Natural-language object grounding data
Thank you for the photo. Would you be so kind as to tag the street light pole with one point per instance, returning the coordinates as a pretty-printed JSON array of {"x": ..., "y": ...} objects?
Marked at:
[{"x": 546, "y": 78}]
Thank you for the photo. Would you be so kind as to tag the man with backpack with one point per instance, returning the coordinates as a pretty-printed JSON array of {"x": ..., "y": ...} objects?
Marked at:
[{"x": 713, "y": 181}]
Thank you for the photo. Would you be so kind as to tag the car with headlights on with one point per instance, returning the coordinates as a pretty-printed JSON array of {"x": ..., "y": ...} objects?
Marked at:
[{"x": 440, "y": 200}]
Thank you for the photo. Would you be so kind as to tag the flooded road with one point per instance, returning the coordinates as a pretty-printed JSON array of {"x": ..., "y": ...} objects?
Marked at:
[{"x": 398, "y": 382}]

▶ WHAT YOU ARE ASKED TO DO: From the entries above, return each line with the word "Thank" in it.

▶ ANSWER TO THE PROBLEM:
Thank you for the photo. Would you be so kind as to tag the street light pole with one point per instance, returning the coordinates as a pretty-printed JSON array of {"x": ..., "y": ...} objects?
Thank you for the photo. Would you be so kind as to tag the man with backpack with one point per instance, returning the coordinates as a pretty-printed JSON array of {"x": ..., "y": ...} objects?
Thank you for the photo. Would you be so kind as to tag the car with headlights on with one point per instance, returning the coordinates as a pretty-printed JSON array of {"x": ..., "y": ...} objects?
Thank you for the photo. Would you be so kind as to tag the flooded road with one point per instance, returning the coordinates as a pretty-printed JSON array of {"x": ..., "y": ...} objects?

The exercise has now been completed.